# INSTRUCTIONS FOR THE TASK:
Count the lines in the records below that contain the string "wall", and state only that number.

# EXERCISE INPUTS:
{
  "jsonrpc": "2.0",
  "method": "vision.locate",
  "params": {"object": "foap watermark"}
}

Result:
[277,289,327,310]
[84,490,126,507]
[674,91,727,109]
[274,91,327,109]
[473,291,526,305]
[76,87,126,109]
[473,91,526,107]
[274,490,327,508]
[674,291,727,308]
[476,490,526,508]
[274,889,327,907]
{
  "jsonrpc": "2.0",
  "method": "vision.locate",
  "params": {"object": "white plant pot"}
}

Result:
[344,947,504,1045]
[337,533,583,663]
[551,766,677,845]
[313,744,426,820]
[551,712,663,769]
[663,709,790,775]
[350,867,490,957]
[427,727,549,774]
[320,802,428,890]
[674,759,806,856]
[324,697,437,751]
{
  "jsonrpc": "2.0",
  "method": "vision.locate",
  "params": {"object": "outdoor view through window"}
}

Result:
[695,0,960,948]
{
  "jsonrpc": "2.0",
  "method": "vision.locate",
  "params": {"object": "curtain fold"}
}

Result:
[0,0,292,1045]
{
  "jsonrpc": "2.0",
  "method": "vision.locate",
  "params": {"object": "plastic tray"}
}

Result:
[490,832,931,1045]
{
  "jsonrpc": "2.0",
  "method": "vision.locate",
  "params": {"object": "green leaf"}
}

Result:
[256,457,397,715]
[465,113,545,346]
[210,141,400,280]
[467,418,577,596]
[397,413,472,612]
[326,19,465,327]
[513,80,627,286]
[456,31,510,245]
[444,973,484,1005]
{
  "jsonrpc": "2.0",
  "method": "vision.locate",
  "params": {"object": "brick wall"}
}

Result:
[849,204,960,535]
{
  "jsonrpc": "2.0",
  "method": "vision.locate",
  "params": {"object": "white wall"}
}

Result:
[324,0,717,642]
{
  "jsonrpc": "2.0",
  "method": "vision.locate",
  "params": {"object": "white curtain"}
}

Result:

...

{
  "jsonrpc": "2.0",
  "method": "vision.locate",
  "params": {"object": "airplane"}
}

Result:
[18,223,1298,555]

# FULL OUTPUT:
2